Material for this task Start Marker
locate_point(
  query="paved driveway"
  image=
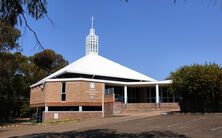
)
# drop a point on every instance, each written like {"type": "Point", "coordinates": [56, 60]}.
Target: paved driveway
{"type": "Point", "coordinates": [134, 125]}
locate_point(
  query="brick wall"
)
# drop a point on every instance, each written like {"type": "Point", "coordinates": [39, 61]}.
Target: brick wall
{"type": "Point", "coordinates": [37, 96]}
{"type": "Point", "coordinates": [77, 94]}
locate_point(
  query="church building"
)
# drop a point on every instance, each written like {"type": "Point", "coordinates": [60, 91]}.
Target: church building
{"type": "Point", "coordinates": [94, 86]}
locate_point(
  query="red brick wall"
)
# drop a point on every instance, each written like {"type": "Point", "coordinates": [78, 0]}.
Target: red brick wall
{"type": "Point", "coordinates": [37, 96]}
{"type": "Point", "coordinates": [77, 93]}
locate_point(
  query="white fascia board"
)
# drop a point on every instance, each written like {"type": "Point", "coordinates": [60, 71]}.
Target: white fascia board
{"type": "Point", "coordinates": [166, 82]}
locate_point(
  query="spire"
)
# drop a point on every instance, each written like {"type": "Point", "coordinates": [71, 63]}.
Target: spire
{"type": "Point", "coordinates": [92, 40]}
{"type": "Point", "coordinates": [92, 22]}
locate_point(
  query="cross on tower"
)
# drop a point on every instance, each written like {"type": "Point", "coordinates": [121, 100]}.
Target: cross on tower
{"type": "Point", "coordinates": [92, 18]}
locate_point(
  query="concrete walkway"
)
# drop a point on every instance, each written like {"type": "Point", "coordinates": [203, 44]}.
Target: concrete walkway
{"type": "Point", "coordinates": [32, 129]}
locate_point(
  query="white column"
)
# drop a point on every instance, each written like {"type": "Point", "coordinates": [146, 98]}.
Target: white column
{"type": "Point", "coordinates": [157, 94]}
{"type": "Point", "coordinates": [125, 95]}
{"type": "Point", "coordinates": [103, 94]}
{"type": "Point", "coordinates": [46, 108]}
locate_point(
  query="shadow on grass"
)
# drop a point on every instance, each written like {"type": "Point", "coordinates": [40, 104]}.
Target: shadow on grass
{"type": "Point", "coordinates": [97, 133]}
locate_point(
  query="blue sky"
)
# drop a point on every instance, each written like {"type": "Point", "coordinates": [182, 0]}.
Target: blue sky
{"type": "Point", "coordinates": [154, 37]}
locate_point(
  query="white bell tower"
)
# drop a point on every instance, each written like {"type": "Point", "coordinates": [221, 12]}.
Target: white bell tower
{"type": "Point", "coordinates": [92, 41]}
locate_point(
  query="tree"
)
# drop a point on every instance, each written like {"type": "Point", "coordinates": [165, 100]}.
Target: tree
{"type": "Point", "coordinates": [12, 13]}
{"type": "Point", "coordinates": [200, 87]}
{"type": "Point", "coordinates": [17, 73]}
{"type": "Point", "coordinates": [8, 37]}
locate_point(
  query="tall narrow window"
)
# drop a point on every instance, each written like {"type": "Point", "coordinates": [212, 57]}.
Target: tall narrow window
{"type": "Point", "coordinates": [63, 93]}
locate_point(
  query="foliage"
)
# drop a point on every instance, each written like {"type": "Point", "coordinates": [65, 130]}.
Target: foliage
{"type": "Point", "coordinates": [17, 73]}
{"type": "Point", "coordinates": [8, 37]}
{"type": "Point", "coordinates": [12, 13]}
{"type": "Point", "coordinates": [201, 85]}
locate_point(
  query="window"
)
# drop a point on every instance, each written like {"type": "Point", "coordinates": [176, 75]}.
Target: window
{"type": "Point", "coordinates": [63, 93]}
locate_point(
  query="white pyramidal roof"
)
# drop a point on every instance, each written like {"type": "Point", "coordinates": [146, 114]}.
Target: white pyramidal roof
{"type": "Point", "coordinates": [94, 64]}
{"type": "Point", "coordinates": [97, 65]}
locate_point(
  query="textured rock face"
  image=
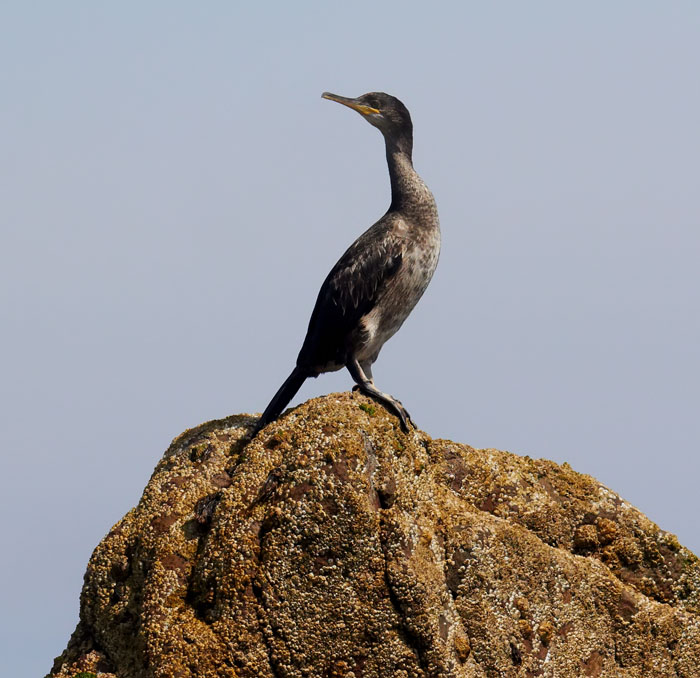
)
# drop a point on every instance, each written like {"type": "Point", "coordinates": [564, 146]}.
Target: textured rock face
{"type": "Point", "coordinates": [335, 546]}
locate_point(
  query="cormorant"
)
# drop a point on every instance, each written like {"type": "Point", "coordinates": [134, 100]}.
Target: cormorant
{"type": "Point", "coordinates": [380, 278]}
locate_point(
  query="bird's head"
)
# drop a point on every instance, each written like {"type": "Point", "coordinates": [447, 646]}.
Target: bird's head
{"type": "Point", "coordinates": [382, 110]}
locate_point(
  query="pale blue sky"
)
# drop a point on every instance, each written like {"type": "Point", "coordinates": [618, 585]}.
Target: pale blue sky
{"type": "Point", "coordinates": [174, 191]}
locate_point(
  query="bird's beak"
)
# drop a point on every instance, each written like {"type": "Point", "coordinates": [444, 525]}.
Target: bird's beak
{"type": "Point", "coordinates": [351, 103]}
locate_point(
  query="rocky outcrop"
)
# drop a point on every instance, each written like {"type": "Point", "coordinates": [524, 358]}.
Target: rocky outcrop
{"type": "Point", "coordinates": [336, 546]}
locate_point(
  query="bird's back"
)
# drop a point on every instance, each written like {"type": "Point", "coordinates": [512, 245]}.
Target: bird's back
Material for this task End Marker
- **Work instruction**
Skipping any pictures, copy the entries exactly as they appear.

- **Finished task**
locate_point(
  query="paved driveway"
  image=
)
# drop a point on every instance, each written like {"type": "Point", "coordinates": [56, 60]}.
Target: paved driveway
{"type": "Point", "coordinates": [134, 125]}
locate_point(
  query="brick wall"
)
# drop a point on every instance, each written like {"type": "Point", "coordinates": [39, 61]}.
Target: brick wall
{"type": "Point", "coordinates": [37, 96]}
{"type": "Point", "coordinates": [77, 94]}
locate_point(
  query="church building"
)
# drop a point on every instance, each written like {"type": "Point", "coordinates": [60, 91]}.
Target: church building
{"type": "Point", "coordinates": [94, 86]}
locate_point(
  query="red brick wall"
)
# drop a point on every instance, each written like {"type": "Point", "coordinates": [78, 0]}.
Target: red brick wall
{"type": "Point", "coordinates": [37, 96]}
{"type": "Point", "coordinates": [77, 93]}
locate_point(
  query="white fascia board"
)
# drop a point on every instance, each written like {"type": "Point", "coordinates": [60, 71]}.
Target: white fascia board
{"type": "Point", "coordinates": [166, 82]}
locate_point(
  query="spire"
)
# drop a point on every instance, each written like {"type": "Point", "coordinates": [71, 63]}.
Target: spire
{"type": "Point", "coordinates": [92, 40]}
{"type": "Point", "coordinates": [92, 22]}
locate_point(
  query="cross on tower"
)
# drop a point on every instance, each written like {"type": "Point", "coordinates": [121, 100]}.
Target: cross on tower
{"type": "Point", "coordinates": [92, 18]}
locate_point(
  query="concrete walkway"
)
# drop a point on every instance, each written like {"type": "Point", "coordinates": [203, 44]}.
Target: concrete walkway
{"type": "Point", "coordinates": [32, 129]}
locate_point(
  query="white column"
)
# drop a point on every instance, each written like {"type": "Point", "coordinates": [146, 98]}.
Target: white column
{"type": "Point", "coordinates": [157, 94]}
{"type": "Point", "coordinates": [125, 95]}
{"type": "Point", "coordinates": [103, 94]}
{"type": "Point", "coordinates": [46, 108]}
locate_point(
  query="shadow on grass"
)
# drop a point on every instance, each written like {"type": "Point", "coordinates": [40, 104]}.
Target: shadow on grass
{"type": "Point", "coordinates": [97, 133]}
locate_point(
  query="blue sky"
)
# drop a point on every instance, each written like {"type": "Point", "coordinates": [182, 0]}.
Target: blue sky
{"type": "Point", "coordinates": [154, 37]}
locate_point(
  query="white bell tower"
)
# drop a point on every instance, each written like {"type": "Point", "coordinates": [221, 12]}.
Target: white bell tower
{"type": "Point", "coordinates": [92, 41]}
locate_point(
  query="tree"
)
# drop a point on every instance, each written like {"type": "Point", "coordinates": [165, 100]}.
Target: tree
{"type": "Point", "coordinates": [12, 13]}
{"type": "Point", "coordinates": [200, 87]}
{"type": "Point", "coordinates": [17, 73]}
{"type": "Point", "coordinates": [8, 37]}
locate_point(
  query="tall narrow window"
)
# drop a point on every instance, each written like {"type": "Point", "coordinates": [212, 57]}.
Target: tall narrow window
{"type": "Point", "coordinates": [63, 93]}
locate_point(
  query="foliage"
)
# drop a point on every instance, each written like {"type": "Point", "coordinates": [65, 130]}.
Target: foliage
{"type": "Point", "coordinates": [17, 73]}
{"type": "Point", "coordinates": [8, 37]}
{"type": "Point", "coordinates": [12, 13]}
{"type": "Point", "coordinates": [201, 85]}
locate_point(
  query="window"
)
# drop a point on every instance, each written like {"type": "Point", "coordinates": [176, 75]}.
Target: window
{"type": "Point", "coordinates": [63, 93]}
locate_point(
  query="white pyramidal roof"
)
# drop a point on every instance, each written like {"type": "Point", "coordinates": [146, 114]}.
Target: white pyramidal roof
{"type": "Point", "coordinates": [94, 64]}
{"type": "Point", "coordinates": [97, 65]}
locate_point(
  query="textured rock face"
  image=
)
# drop a point on every instance, each written like {"type": "Point", "coordinates": [564, 146]}.
Target: textured rock face
{"type": "Point", "coordinates": [335, 546]}
locate_point(
  query="cormorant"
)
# drop a point on every instance, each written like {"type": "Point", "coordinates": [134, 100]}.
Target: cormorant
{"type": "Point", "coordinates": [380, 278]}
locate_point(
  query="bird's head"
)
# drop a point on every instance, each written like {"type": "Point", "coordinates": [447, 646]}.
Target: bird's head
{"type": "Point", "coordinates": [382, 110]}
locate_point(
  query="pale blue sky"
)
# drop a point on every instance, each written like {"type": "Point", "coordinates": [618, 585]}.
Target: pale blue sky
{"type": "Point", "coordinates": [174, 191]}
locate_point(
  query="bird's beak"
)
# drop a point on every instance, each written like {"type": "Point", "coordinates": [444, 525]}.
Target: bird's beak
{"type": "Point", "coordinates": [351, 103]}
locate_point(
  query="rocky outcrop"
)
# drop a point on every instance, each written like {"type": "Point", "coordinates": [524, 358]}.
Target: rocky outcrop
{"type": "Point", "coordinates": [336, 546]}
locate_point(
  query="bird's back"
)
# drop a point on every instance, each written like {"type": "Point", "coordinates": [512, 245]}.
Target: bird's back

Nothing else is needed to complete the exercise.